▸ PAGE TEXT
=====

The IRS' new not-for-profit rules came out just as the Securities and Exchange Commission published its own rule changes that would give investors and watchdogs more explicit reporting of how and how much governing boards award executives in perks, benefits, incentives and salaries. New rules call for investor-owned companies to produce a first-ever grand total of the chief executive's compensation. Not only that, but disclosure must be in "plain English" (Jan. 23, p. 12).
In both cases, regulators targeted concerns that poor disclosure kept the public uninformed and left companies vulnerable to abuse. The SEC argued its revamp was necessary so shareholders could gain information to ensure the market compensates executives appropriately, says Steve Seelig, executive compensation counsel for Watson Wyatt Worldwide.
Congressional critics, consumer advocates and state attorneys general say the same transparency is needed among not-for-profits to guarantee tax-exempt organizations deliver on their charitable mission.
Recent so-called soft audits by the IRS of not-for-profits, including hospitals and health systems, turned up several compensation concerns, including potential conflicts of interest among committees that set CEO pay and unreported fringe benefits and perks, such as company cars. In a recent letter to the AHA, Senate Finance Committee Chairman Chuck Grassley (R-Iowa) cites executive compensation among his numerous concerns about tax-exempt healthcare's governance.
The IRS' soft audits focused on poorly reported facets of not-for-profits' executive compensation, particularly perks and deferred compensation that are expected to accrue value, says McDermott, Will & Emery partner Ralph DeJong. Further 990 changes may not emerge before late 2006, but expect the IRS to act on shortcomings uncovered by soft audits and SEC reforms, he says. "The SEC is out there ahead of the curve" and the IRS may follow, DeJong says.

=====

▸ EXTRACTED INFORMATION
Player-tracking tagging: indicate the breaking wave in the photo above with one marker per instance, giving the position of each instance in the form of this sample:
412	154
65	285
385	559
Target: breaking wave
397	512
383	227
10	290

=====

▸ INSTRUCTIONS TO FOLLOW
Continue the passage above about IRS and SEC rules on disclosing executive compensation, starting right after its last sentence.

▸ ANSWER SECTION
Just as the federal Sarbanes-Oxley Act, aimed at improving governance among investor-owned companies, raised expectations for all companies, so may the SEC's reforms improve executive compensation disclosure among not-for-profits, agrees Richard Menson, a partner with McGuireWoods.
As it stands, data by which to compare compensation among healthcare association executives are hard to come by. Healthcare and medical associations made up 16% of roughly 680 organizations included in the American Society of Association Executives' 2004 survey of top executives' pay and other compensation. However, few surveyed reported the revenue of giants such as the Blue Cross and Blue Shield Association's $270.6 million or the AHA's $91.3 million, and the society found a strong link between revenue and compensation. Larger organizations usually pay higher salaries.
Overall, chief executives of associations with $15 million or more in revenue reported median compensation of $304,107 in 2004, up 6% from $286,000 in 2002, the society found. In 2004, healthcare and medical trade group chief executives reported median compensation of $155,185; comparable figures from 2002 are not available, says Chris Vest, a society spokesman. Witt/Kieffer's Williams, who handles healthcare association executive searches, says compensation comparisons yield little valuable information given the sector's diversity in size, membership, services and executives' experience levels.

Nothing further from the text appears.